Extracted records:
## begin

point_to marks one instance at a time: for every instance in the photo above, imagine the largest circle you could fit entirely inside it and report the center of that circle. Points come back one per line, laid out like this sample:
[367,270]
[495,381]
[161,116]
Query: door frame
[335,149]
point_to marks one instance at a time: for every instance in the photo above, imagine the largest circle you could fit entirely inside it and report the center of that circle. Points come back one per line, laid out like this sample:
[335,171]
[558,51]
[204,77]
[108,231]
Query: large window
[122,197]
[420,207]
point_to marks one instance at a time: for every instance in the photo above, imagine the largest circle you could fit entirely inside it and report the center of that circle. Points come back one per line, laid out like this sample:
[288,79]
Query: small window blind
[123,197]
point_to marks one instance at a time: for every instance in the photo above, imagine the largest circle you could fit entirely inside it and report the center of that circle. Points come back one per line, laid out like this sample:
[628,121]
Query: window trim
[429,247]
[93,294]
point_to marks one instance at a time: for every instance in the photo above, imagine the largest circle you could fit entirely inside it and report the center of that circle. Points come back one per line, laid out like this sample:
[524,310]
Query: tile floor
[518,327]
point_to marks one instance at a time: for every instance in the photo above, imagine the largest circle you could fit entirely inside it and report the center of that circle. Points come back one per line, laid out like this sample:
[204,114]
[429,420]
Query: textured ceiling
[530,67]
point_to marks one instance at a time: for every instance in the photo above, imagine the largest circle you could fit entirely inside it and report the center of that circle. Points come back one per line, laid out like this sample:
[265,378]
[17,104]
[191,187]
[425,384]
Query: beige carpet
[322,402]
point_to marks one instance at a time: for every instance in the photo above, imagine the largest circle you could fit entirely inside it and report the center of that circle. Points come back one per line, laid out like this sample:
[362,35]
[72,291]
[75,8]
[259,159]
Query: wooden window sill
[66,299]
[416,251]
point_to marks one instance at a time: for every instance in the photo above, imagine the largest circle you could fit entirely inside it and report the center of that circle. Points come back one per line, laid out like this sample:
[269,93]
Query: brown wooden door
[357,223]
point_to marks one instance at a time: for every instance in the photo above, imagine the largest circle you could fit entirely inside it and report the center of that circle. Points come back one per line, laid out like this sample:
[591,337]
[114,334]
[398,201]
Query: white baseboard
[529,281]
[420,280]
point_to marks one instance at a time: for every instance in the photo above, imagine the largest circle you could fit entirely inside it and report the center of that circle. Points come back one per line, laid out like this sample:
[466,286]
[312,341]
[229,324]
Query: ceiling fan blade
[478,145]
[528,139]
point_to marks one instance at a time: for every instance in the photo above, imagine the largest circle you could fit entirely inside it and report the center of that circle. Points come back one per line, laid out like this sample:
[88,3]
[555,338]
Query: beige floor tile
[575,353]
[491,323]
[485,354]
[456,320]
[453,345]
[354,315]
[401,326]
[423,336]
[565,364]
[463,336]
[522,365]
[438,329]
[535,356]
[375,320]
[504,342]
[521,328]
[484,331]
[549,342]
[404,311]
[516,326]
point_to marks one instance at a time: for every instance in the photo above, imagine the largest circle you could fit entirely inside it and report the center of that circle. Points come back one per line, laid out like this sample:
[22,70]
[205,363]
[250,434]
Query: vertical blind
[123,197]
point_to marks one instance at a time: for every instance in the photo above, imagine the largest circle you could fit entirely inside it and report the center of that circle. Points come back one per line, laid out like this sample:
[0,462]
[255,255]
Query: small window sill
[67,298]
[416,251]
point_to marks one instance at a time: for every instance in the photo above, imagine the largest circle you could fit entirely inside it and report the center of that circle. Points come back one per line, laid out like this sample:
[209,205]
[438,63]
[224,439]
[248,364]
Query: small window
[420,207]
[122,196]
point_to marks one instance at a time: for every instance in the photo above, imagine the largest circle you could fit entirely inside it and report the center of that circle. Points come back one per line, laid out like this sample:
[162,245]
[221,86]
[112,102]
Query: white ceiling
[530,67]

## end
## begin

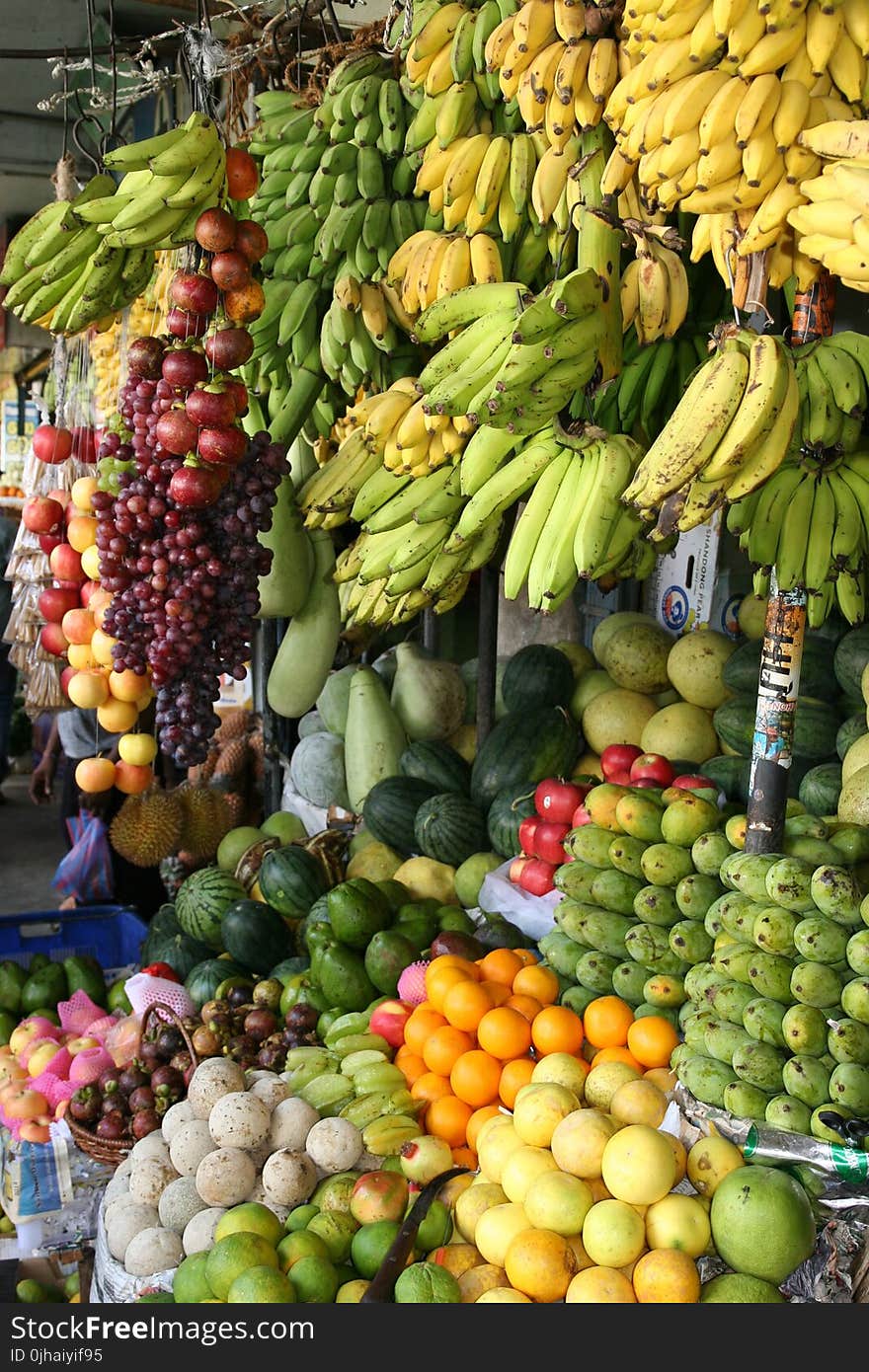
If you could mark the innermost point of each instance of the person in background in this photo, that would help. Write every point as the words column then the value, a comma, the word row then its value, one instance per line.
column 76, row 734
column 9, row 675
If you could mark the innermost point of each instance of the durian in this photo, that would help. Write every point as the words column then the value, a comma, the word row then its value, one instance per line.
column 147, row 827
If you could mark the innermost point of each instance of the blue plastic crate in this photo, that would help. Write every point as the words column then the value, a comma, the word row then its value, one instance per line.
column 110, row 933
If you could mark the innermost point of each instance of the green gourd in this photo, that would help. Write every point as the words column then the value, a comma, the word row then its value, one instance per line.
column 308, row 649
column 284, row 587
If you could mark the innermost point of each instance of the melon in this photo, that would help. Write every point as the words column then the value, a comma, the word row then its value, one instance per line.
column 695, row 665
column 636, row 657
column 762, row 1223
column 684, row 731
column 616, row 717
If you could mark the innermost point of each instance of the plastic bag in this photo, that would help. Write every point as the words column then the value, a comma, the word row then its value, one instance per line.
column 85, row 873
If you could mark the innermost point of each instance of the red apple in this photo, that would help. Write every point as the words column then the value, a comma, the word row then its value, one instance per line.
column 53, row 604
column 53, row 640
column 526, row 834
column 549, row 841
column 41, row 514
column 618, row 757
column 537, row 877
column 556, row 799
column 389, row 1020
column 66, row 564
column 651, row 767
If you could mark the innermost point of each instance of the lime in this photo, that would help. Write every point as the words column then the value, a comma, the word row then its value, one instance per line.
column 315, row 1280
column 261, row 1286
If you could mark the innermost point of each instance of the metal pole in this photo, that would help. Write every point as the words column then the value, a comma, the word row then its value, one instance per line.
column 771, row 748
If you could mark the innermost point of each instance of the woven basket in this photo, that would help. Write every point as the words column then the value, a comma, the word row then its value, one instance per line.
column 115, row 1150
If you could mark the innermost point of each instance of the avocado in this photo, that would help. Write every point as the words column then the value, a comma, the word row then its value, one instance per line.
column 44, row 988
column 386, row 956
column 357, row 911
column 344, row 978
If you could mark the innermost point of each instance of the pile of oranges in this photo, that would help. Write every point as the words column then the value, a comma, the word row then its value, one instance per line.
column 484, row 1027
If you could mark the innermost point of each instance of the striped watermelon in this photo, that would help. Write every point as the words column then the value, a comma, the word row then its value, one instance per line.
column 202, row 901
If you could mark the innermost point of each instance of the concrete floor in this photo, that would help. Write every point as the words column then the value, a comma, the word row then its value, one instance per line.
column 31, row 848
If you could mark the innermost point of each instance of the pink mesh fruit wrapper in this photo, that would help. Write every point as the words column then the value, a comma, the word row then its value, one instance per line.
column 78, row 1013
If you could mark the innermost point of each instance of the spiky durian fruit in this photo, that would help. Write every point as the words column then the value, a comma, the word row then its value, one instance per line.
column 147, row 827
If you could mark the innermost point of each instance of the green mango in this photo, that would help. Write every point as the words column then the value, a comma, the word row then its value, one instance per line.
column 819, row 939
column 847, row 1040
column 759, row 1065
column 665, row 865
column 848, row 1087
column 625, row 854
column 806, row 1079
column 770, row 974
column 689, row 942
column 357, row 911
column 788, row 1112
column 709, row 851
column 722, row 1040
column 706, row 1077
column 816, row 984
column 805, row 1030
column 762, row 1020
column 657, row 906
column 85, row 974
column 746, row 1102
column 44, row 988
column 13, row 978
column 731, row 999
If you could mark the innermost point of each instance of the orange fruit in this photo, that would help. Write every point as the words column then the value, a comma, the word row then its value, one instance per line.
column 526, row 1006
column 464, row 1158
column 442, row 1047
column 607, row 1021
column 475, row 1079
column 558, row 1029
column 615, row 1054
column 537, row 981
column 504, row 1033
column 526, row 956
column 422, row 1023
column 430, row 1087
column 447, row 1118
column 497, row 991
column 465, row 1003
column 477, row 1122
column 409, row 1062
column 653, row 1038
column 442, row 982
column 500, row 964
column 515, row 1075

## end
## begin

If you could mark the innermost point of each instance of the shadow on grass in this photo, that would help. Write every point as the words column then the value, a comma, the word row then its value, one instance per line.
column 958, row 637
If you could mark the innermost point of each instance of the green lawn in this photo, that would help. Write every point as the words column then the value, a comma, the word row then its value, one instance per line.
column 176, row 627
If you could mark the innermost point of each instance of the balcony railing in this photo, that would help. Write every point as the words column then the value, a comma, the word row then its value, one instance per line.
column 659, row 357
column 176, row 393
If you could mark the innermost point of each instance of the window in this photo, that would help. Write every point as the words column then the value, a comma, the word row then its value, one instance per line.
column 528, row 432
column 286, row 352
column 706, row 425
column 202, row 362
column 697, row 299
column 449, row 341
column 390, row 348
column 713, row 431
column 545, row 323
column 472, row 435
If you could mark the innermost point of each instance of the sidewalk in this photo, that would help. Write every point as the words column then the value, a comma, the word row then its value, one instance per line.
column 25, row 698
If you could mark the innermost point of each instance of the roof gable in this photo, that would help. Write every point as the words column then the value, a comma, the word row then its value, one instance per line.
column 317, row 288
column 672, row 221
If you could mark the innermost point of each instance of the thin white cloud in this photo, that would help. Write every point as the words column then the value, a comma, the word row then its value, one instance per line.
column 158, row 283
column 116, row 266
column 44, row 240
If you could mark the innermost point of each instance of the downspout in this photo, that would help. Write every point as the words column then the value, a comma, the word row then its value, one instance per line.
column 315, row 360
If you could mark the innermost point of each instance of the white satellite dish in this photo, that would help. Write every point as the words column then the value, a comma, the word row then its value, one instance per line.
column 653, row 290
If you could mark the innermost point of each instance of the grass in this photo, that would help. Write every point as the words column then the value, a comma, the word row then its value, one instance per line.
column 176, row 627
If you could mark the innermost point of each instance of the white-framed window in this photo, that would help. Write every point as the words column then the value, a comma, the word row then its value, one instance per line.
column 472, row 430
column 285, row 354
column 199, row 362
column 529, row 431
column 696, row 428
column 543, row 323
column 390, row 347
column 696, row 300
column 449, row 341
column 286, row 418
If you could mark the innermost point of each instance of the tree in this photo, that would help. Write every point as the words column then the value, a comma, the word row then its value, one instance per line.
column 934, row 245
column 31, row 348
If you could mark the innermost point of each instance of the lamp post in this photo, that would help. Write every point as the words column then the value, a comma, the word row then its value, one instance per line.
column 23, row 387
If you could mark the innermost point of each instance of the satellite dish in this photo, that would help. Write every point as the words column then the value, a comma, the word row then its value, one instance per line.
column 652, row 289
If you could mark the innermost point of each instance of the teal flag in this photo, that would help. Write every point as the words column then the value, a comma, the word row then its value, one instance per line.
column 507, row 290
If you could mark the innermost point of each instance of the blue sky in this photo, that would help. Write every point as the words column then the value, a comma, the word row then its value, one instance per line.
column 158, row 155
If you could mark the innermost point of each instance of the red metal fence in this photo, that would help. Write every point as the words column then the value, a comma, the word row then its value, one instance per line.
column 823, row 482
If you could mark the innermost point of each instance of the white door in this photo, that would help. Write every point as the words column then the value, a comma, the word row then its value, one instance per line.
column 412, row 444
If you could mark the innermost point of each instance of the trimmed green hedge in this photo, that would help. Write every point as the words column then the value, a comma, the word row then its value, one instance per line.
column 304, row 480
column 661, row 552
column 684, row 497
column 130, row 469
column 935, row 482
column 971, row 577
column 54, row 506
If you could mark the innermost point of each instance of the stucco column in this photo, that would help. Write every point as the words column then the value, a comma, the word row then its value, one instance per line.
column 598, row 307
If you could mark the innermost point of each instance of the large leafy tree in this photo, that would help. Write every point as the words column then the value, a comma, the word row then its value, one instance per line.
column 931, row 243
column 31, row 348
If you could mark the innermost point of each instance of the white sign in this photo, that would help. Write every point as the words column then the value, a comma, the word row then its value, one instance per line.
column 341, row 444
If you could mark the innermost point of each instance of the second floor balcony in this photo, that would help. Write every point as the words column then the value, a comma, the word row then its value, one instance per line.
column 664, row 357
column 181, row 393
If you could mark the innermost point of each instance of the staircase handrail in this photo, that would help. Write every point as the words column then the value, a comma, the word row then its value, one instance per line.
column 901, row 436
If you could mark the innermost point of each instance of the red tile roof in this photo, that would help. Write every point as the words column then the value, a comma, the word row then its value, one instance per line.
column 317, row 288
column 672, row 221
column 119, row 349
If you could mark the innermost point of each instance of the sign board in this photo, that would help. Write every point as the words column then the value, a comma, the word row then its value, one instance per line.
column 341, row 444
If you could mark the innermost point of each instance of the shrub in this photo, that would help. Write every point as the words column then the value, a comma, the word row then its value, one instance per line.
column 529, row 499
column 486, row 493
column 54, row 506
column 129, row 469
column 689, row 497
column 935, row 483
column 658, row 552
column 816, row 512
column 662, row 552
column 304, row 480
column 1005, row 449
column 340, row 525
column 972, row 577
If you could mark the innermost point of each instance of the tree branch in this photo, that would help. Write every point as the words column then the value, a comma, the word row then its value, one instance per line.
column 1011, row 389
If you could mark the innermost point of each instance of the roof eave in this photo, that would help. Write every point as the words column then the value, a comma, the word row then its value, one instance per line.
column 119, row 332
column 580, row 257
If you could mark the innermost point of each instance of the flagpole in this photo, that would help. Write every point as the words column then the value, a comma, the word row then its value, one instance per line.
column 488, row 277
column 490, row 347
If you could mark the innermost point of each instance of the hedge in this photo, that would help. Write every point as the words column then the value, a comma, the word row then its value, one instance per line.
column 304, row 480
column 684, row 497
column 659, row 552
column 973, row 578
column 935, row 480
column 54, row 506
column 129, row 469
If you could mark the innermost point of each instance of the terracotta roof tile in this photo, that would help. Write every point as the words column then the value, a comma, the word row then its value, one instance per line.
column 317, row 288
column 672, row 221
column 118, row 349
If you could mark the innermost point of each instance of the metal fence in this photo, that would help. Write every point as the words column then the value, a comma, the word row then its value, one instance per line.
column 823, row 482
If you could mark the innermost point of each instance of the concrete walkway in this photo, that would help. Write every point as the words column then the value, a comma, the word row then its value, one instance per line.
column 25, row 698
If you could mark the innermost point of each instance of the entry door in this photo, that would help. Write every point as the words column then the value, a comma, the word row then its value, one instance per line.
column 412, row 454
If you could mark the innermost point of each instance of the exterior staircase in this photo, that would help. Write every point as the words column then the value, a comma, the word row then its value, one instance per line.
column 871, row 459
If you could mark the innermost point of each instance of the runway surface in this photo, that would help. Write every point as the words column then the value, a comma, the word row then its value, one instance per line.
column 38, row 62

## end

◆ TASK BRIEF:
Pick out every line in the items above that contains the word "ceiling", and copy each of those lines in full.

◆ RESULT BELOW:
Query: textured ceiling
Query: ceiling fan blade
Query: white ceiling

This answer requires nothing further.